PROBLEM: Print exactly the lines below between the line holding "Identify each wood chip" and the line holding "Identify each round", inclusive, and nothing more.
________________________
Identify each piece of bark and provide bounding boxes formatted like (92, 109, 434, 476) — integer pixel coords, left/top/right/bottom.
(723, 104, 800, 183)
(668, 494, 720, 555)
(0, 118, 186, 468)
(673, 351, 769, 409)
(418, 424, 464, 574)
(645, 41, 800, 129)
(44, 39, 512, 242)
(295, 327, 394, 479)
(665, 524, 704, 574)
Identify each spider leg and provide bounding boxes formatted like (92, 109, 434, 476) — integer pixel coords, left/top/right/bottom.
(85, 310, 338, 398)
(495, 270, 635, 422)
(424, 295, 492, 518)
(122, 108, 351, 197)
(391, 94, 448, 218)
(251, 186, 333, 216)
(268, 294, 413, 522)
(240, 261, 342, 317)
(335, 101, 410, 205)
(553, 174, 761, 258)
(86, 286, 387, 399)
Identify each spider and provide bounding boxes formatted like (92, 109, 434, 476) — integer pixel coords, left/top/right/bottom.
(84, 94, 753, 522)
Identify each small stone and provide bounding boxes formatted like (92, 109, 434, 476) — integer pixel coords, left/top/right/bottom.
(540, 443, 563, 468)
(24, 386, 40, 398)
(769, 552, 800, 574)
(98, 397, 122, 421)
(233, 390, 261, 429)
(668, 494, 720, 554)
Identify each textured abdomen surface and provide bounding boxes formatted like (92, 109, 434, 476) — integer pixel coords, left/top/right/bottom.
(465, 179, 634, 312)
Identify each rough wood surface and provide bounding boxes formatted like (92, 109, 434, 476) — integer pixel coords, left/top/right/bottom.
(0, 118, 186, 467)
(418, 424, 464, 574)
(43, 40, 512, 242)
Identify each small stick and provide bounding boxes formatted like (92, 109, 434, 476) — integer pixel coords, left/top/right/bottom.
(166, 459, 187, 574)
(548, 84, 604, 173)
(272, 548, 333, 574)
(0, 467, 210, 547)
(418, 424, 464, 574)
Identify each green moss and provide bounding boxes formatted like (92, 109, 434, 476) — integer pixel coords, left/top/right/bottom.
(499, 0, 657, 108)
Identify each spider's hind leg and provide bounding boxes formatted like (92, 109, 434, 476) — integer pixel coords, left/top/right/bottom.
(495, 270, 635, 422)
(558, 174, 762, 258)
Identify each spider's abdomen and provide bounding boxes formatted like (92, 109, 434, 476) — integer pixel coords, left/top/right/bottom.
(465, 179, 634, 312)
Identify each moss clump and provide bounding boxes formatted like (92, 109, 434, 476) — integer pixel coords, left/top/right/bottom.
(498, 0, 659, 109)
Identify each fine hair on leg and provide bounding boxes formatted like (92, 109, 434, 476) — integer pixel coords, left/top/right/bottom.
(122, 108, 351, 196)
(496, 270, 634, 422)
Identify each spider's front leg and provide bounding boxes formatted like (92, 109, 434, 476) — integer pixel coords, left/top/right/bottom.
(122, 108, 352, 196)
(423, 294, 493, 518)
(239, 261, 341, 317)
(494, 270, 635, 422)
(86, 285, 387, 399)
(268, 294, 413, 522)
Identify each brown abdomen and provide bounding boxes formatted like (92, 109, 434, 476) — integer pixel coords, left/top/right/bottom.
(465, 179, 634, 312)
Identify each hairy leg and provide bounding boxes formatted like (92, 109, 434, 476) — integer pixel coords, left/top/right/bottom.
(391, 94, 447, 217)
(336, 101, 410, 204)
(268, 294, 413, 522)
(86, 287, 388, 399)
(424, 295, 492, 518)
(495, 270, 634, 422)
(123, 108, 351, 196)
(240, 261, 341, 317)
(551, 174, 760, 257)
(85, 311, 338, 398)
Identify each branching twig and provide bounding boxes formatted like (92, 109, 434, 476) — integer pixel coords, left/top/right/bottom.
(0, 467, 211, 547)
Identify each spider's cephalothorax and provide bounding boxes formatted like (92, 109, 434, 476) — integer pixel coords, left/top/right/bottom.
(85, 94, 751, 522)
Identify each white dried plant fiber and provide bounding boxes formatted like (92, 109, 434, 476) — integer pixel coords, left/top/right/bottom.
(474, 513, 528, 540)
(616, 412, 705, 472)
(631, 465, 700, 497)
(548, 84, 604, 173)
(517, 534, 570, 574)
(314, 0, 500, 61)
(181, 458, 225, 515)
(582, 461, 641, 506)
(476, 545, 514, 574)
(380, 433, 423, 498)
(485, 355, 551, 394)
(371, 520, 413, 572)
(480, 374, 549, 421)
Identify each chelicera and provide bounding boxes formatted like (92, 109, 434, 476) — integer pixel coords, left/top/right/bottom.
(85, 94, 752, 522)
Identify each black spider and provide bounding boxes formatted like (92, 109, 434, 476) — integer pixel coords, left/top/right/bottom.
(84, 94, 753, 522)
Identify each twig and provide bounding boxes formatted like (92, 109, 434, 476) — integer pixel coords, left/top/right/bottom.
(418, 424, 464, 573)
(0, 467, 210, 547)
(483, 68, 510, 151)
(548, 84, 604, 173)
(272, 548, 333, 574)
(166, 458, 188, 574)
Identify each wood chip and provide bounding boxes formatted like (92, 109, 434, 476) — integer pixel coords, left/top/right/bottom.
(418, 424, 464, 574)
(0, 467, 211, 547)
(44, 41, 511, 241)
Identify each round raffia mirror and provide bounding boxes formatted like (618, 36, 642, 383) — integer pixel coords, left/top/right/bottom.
________________________
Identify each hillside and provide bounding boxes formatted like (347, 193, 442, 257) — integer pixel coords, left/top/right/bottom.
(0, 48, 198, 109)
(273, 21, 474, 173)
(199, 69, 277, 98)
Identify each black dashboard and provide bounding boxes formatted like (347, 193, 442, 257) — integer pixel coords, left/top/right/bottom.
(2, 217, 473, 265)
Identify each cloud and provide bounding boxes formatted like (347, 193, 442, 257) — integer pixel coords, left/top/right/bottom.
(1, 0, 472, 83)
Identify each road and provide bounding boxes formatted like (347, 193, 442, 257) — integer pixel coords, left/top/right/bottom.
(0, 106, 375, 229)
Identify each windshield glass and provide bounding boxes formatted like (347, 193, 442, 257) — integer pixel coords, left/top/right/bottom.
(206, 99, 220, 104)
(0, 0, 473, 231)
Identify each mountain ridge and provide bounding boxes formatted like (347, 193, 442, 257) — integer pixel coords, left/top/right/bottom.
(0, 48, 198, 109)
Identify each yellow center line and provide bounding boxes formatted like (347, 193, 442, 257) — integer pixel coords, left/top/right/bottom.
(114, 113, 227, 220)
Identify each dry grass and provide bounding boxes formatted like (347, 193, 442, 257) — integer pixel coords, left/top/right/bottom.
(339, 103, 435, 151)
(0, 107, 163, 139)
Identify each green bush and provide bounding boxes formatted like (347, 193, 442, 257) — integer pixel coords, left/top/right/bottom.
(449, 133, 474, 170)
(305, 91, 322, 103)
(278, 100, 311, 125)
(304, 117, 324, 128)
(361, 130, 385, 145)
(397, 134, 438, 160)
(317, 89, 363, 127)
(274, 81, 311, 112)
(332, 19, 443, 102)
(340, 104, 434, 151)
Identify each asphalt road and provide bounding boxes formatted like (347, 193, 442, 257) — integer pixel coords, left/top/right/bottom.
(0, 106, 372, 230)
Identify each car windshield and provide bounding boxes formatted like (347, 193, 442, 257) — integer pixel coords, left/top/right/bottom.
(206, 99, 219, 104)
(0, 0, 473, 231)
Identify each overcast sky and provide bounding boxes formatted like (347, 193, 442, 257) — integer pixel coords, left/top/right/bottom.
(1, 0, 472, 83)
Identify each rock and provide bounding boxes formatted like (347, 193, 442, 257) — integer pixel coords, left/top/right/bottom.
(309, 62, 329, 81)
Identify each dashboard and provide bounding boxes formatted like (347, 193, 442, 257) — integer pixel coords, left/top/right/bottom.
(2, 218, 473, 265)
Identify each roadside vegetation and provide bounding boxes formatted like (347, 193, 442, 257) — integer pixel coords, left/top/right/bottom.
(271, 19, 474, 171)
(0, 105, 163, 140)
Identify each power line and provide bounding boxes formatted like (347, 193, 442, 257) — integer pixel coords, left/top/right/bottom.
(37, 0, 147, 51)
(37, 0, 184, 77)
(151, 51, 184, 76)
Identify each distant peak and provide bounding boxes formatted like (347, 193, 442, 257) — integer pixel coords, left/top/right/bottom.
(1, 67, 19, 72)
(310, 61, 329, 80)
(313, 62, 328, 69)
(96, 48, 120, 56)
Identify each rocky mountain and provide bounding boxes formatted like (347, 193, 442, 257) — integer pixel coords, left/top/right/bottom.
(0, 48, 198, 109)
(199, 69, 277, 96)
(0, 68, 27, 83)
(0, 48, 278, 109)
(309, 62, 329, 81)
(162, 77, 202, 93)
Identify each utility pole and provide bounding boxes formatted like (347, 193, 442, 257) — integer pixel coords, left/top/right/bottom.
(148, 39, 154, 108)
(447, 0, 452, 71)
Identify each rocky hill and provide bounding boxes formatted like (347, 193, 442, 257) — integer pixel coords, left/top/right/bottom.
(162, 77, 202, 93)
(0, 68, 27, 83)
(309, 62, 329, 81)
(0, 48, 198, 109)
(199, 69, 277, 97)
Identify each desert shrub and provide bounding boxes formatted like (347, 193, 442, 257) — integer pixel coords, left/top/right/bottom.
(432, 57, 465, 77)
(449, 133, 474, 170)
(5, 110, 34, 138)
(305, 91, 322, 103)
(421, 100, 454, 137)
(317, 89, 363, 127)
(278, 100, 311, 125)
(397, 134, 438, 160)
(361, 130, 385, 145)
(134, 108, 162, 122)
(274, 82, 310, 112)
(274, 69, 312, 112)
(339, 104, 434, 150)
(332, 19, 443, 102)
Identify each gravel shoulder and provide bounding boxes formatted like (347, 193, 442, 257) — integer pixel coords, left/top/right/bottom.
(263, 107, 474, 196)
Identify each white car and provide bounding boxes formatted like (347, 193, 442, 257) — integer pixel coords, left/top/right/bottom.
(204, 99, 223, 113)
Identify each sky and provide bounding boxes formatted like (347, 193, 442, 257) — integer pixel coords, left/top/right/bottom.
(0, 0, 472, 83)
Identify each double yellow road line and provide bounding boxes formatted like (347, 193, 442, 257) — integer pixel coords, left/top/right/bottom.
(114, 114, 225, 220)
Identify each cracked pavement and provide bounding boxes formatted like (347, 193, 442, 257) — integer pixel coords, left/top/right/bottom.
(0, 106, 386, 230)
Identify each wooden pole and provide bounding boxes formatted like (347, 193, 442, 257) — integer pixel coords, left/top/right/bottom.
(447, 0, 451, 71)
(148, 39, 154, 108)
________________________
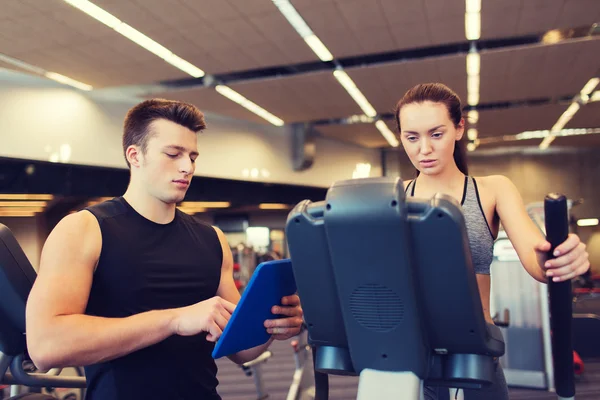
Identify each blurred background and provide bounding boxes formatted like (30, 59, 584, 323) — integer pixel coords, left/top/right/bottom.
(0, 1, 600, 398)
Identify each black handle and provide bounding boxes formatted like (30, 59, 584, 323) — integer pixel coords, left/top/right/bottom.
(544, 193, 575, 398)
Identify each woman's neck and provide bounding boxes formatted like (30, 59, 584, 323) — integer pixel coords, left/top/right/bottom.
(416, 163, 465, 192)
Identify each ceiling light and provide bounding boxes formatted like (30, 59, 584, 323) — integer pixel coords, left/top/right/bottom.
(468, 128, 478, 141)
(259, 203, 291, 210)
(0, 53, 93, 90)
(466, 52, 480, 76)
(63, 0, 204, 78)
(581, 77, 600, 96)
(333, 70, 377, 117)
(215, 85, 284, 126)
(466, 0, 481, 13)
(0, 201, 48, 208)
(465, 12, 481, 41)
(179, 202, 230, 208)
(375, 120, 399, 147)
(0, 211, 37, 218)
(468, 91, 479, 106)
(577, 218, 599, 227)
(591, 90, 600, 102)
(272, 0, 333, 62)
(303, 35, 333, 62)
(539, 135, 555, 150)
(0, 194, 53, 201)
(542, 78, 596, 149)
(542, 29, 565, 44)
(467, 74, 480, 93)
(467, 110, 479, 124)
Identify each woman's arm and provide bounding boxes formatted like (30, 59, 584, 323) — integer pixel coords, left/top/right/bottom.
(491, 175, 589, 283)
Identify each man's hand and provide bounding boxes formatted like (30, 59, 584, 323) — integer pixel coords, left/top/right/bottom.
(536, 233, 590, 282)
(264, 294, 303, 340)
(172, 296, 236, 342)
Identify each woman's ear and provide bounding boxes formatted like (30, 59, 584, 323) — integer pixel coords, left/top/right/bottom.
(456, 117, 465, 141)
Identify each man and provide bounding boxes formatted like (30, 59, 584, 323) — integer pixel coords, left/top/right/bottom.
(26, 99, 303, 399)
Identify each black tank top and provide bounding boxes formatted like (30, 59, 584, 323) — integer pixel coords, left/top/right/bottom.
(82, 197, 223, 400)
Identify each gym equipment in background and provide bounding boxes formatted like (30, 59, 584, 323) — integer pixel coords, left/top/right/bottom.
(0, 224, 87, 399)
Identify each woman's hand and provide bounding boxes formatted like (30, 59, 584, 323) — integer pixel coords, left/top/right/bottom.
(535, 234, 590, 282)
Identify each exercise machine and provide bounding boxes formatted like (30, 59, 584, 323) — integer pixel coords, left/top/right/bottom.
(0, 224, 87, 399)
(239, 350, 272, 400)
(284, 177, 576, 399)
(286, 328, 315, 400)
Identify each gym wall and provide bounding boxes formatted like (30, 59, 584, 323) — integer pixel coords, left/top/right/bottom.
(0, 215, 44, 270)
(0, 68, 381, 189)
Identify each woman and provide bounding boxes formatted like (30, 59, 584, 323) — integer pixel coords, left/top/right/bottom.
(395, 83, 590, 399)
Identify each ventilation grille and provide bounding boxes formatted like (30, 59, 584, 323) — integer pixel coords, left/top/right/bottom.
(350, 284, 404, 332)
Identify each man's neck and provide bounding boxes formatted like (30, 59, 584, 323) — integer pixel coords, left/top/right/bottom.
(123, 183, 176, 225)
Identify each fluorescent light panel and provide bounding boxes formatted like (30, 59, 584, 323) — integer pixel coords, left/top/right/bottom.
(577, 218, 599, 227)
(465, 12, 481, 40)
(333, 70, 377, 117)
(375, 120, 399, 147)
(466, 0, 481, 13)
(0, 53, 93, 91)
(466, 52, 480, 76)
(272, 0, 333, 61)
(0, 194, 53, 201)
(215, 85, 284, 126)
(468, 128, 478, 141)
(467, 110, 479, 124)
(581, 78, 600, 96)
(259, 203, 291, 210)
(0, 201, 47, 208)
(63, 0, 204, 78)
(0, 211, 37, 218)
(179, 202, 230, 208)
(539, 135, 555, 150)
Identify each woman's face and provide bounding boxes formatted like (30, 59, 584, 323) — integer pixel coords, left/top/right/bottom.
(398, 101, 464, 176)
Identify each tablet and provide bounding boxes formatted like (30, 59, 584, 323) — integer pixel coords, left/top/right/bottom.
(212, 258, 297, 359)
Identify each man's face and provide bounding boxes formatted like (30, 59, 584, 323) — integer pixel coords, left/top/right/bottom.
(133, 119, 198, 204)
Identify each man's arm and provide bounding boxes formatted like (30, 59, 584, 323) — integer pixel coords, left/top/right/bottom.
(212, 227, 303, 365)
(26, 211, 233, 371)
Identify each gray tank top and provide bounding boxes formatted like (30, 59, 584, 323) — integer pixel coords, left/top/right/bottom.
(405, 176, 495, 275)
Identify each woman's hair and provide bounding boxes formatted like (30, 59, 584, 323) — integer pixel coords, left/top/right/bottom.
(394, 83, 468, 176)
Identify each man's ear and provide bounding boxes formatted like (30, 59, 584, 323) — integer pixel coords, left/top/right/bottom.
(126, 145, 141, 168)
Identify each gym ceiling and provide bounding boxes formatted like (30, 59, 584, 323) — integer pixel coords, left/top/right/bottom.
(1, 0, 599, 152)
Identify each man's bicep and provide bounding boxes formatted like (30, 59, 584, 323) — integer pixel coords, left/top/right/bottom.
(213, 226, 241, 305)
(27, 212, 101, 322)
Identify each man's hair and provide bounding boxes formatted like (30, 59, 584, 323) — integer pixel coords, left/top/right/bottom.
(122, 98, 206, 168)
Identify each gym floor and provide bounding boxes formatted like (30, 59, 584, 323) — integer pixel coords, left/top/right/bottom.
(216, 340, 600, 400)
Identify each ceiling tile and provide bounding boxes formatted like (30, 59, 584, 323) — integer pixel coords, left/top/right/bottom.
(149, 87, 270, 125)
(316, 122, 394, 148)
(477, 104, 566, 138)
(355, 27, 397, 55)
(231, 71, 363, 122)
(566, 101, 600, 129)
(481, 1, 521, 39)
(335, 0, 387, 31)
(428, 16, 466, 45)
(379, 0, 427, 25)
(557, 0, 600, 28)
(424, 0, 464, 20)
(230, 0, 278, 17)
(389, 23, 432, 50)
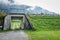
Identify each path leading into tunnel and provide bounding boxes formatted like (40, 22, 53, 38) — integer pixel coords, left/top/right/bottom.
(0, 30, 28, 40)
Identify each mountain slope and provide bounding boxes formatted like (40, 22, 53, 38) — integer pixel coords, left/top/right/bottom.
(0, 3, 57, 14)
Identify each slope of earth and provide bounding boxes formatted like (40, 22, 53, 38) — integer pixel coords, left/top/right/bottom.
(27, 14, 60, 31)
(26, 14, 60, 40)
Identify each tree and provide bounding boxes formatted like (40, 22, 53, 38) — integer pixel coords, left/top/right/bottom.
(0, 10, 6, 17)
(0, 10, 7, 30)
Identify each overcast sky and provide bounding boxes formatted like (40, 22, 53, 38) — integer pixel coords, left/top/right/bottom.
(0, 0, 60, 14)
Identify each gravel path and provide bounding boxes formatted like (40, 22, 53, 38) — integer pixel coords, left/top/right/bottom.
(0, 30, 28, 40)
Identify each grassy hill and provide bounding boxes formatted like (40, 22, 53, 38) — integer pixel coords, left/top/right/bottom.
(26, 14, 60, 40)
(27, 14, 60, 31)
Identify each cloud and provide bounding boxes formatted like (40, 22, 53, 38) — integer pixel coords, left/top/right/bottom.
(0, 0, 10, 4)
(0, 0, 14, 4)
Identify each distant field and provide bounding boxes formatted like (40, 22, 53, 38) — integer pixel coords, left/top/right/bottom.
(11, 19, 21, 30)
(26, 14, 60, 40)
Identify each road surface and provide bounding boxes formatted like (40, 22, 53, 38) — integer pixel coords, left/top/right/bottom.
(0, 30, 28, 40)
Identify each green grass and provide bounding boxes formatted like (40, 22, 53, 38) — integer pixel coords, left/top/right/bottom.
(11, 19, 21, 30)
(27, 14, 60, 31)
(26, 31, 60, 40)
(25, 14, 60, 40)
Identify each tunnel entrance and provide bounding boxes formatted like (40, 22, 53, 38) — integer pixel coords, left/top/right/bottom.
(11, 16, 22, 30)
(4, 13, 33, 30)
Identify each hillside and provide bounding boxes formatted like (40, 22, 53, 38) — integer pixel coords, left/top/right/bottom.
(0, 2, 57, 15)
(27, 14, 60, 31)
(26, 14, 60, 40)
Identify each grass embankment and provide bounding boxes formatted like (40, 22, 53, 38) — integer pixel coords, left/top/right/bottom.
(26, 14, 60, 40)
________________________
YOUR RESPONSE:
Identify each wood chip and provide bounding boxes formatted like (92, 109, 434, 476) — integer pixel coords, left/top/right/bottom.
(418, 424, 464, 574)
(0, 467, 211, 547)
(44, 41, 511, 241)
Identify each round raffia mirror and provide bounding boxes formatted like (618, 36, 642, 383) — integer pixel coords, left/top/right/bottom.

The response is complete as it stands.